Stored data:

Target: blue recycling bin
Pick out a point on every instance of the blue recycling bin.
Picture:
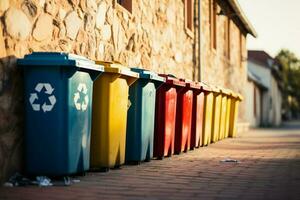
(58, 110)
(141, 115)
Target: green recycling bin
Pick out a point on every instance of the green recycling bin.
(58, 99)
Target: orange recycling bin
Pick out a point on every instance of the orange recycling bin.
(228, 111)
(235, 100)
(207, 114)
(197, 117)
(184, 117)
(165, 116)
(224, 112)
(216, 114)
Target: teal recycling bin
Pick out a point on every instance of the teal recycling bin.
(58, 108)
(141, 115)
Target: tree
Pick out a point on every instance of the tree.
(291, 81)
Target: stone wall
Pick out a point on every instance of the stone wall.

**PROBLEM REQUIREMENTS:**
The lines of the records that contain the string "wall" should be located and copied.

**REPLY TO THE TASK:**
Target: stone wall
Pick out a point on every instance of the stone wall.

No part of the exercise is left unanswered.